▸ **Written problem**
Count the lines below that contain the string "beak" and give only that number.

____________

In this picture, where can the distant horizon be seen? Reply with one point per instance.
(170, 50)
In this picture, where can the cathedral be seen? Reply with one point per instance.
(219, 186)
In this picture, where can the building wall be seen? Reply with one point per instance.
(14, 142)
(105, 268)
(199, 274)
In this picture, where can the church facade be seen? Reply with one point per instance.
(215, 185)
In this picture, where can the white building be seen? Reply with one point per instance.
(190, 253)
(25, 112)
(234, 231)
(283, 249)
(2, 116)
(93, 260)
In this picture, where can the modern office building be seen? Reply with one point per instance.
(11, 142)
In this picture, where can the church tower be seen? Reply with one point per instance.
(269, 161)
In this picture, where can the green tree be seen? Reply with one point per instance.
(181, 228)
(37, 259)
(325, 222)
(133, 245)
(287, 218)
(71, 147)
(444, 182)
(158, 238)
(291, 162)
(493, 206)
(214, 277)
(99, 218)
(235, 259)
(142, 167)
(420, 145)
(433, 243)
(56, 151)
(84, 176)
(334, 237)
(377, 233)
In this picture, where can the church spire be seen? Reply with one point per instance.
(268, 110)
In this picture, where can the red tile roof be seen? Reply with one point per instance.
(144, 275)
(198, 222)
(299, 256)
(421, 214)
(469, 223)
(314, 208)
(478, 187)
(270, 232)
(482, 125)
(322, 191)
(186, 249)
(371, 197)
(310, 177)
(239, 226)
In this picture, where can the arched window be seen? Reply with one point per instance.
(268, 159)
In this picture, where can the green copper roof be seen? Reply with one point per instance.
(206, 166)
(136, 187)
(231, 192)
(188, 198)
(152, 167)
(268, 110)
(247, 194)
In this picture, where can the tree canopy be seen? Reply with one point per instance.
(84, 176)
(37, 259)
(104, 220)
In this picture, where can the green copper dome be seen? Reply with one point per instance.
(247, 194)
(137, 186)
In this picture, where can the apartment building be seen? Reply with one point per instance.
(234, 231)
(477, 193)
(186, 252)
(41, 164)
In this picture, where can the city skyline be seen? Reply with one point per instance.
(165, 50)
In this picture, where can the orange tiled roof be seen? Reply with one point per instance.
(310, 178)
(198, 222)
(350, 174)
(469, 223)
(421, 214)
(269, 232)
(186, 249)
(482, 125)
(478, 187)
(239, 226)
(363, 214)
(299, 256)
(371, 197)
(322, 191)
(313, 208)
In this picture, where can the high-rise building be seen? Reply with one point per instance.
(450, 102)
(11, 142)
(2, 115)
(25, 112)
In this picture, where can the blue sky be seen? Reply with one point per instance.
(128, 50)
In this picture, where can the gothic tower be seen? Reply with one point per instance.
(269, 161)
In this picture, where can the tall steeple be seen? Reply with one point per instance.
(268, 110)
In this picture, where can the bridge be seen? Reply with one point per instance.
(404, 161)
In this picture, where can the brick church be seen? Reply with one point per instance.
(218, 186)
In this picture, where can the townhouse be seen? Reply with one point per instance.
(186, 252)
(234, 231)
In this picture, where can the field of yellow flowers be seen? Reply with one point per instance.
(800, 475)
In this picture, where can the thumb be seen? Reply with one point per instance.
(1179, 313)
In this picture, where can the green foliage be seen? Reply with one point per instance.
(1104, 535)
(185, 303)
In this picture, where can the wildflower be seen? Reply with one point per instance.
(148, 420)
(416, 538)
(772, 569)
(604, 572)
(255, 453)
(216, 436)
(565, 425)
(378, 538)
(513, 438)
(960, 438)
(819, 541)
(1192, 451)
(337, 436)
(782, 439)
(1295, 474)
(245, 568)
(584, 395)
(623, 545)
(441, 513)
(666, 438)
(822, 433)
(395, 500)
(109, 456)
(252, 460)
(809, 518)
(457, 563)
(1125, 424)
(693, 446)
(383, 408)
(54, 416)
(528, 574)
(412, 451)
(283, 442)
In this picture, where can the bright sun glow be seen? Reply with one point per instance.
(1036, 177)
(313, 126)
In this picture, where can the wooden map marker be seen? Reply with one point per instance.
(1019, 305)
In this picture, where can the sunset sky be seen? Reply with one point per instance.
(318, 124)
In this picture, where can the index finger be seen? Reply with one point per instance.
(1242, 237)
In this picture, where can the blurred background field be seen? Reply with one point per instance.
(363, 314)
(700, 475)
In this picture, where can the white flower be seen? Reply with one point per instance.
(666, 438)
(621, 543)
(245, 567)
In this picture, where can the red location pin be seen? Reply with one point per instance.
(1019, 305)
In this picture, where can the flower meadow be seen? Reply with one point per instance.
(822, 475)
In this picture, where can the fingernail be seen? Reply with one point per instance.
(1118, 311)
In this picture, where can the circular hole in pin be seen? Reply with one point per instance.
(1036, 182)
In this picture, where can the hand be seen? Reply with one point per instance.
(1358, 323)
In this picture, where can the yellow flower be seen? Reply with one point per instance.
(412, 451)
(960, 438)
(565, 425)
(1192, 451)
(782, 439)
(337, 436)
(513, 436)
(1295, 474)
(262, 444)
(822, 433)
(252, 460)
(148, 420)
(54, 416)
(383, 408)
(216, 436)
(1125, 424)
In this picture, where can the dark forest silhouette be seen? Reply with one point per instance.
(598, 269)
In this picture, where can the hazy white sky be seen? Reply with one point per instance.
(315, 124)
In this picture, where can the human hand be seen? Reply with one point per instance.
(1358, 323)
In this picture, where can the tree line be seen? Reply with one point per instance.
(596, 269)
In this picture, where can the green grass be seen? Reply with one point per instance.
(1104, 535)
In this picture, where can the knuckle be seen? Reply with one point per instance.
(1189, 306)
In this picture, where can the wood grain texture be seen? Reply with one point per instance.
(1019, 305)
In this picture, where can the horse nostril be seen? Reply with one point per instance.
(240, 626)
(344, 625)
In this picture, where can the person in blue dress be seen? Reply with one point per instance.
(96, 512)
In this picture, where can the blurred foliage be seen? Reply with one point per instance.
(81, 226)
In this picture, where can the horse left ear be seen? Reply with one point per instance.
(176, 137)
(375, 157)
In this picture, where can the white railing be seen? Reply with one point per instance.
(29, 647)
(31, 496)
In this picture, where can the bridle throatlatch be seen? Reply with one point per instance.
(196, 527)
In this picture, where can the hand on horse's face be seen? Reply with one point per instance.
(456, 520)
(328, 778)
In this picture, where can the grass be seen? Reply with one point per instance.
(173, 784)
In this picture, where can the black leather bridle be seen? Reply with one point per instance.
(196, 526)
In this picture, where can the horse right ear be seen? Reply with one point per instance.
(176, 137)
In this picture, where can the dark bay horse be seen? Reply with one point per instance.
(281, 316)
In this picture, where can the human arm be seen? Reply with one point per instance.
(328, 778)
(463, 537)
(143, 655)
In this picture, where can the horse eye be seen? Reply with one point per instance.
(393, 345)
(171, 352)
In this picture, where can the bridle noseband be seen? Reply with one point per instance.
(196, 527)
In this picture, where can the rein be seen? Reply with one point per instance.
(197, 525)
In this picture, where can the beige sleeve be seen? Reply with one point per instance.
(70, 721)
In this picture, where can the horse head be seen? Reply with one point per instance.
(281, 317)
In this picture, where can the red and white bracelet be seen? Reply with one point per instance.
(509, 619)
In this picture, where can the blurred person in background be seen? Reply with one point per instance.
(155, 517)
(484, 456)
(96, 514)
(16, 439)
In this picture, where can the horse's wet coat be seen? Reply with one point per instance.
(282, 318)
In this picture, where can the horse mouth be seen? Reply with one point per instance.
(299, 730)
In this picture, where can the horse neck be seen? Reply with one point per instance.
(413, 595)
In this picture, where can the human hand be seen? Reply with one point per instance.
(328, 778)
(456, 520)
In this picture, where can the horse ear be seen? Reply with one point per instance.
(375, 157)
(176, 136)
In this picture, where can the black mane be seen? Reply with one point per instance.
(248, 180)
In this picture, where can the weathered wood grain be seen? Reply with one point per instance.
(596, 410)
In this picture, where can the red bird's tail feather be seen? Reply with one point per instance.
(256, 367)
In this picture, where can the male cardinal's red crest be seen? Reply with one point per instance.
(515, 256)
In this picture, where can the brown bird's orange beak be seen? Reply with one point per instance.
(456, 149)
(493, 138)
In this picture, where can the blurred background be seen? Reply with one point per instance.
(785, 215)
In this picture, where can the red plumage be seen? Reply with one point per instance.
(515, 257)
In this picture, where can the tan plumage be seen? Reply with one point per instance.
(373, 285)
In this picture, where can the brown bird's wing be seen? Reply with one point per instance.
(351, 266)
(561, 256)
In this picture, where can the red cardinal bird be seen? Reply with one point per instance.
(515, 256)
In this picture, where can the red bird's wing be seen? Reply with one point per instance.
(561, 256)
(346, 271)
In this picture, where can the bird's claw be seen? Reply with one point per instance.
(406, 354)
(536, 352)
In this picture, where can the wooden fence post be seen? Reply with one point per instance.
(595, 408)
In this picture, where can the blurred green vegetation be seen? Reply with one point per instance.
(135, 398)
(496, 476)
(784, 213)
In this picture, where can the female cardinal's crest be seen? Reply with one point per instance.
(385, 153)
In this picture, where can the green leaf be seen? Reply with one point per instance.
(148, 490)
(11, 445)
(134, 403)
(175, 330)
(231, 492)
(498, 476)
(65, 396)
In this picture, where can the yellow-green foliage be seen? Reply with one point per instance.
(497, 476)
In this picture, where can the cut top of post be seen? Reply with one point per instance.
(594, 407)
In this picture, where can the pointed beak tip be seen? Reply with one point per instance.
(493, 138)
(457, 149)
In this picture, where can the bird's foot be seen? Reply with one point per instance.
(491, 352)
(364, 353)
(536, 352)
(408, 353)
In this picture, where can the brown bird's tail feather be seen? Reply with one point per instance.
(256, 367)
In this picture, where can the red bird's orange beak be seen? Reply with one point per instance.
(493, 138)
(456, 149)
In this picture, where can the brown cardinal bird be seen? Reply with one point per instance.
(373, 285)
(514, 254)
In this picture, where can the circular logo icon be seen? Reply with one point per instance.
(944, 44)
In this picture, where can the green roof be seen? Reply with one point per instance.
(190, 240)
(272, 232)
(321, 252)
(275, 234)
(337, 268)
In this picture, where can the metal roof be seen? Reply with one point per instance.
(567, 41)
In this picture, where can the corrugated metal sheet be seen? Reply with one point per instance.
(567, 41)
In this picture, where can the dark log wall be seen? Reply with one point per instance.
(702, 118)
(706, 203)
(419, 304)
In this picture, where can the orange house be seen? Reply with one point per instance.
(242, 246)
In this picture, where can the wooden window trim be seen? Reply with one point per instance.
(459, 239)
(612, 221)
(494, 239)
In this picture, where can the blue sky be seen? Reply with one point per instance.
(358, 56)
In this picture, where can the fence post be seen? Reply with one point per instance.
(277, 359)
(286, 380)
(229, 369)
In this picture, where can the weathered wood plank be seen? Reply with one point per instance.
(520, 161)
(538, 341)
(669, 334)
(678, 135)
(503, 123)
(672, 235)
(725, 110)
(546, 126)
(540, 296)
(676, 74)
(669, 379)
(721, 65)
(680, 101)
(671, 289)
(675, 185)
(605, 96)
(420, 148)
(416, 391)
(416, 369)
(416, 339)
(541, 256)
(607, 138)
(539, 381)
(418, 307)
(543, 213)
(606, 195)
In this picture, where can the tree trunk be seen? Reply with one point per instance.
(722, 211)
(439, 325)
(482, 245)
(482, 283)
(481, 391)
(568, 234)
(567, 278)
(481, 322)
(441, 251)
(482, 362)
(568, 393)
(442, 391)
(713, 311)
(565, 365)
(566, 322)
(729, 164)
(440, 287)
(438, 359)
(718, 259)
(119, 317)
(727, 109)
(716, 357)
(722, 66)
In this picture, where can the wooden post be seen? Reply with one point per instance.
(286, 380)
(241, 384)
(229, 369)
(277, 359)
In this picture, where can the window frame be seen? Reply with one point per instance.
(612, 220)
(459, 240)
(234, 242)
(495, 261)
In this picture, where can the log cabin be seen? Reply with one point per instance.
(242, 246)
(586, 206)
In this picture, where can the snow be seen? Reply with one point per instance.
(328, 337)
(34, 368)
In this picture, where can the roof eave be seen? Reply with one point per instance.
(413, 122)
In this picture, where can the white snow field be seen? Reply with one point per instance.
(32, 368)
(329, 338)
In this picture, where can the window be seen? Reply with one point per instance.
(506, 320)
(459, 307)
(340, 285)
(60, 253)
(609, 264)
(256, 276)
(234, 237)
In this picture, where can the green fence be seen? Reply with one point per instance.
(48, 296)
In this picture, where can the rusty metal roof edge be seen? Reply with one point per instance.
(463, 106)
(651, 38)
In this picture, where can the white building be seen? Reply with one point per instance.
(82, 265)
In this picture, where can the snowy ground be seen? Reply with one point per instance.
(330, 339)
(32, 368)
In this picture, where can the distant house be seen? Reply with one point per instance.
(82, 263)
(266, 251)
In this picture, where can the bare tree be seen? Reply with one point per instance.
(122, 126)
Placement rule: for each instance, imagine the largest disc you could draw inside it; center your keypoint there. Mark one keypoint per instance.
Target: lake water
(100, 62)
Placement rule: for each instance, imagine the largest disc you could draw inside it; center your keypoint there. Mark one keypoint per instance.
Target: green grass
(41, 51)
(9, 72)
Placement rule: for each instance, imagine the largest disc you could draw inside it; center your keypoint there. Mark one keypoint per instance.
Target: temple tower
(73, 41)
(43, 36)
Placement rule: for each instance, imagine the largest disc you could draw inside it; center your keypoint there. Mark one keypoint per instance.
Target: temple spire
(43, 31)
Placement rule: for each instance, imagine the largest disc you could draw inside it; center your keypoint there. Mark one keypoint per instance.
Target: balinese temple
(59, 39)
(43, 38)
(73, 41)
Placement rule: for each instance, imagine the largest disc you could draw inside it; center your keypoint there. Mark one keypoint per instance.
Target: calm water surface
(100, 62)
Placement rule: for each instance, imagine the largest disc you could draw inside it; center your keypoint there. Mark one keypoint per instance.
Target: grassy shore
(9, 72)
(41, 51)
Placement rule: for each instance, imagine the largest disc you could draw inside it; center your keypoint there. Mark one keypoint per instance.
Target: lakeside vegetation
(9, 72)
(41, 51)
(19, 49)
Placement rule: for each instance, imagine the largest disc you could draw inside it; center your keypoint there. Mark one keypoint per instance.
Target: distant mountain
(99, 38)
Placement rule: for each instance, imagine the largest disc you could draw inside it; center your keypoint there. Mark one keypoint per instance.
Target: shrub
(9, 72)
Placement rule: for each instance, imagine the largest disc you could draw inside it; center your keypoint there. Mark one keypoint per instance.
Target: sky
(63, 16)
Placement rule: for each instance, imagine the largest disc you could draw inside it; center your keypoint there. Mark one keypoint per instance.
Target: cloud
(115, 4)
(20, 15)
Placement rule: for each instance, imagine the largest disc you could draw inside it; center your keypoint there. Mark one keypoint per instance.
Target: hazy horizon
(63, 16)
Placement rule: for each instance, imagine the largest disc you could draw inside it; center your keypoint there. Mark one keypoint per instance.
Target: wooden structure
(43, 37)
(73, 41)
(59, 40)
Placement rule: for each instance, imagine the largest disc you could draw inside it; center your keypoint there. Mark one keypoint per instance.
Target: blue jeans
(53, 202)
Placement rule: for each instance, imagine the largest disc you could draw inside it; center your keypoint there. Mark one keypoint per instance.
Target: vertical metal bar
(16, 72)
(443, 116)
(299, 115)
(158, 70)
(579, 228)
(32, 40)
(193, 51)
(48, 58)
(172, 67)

____________

▸ **Written solution**
3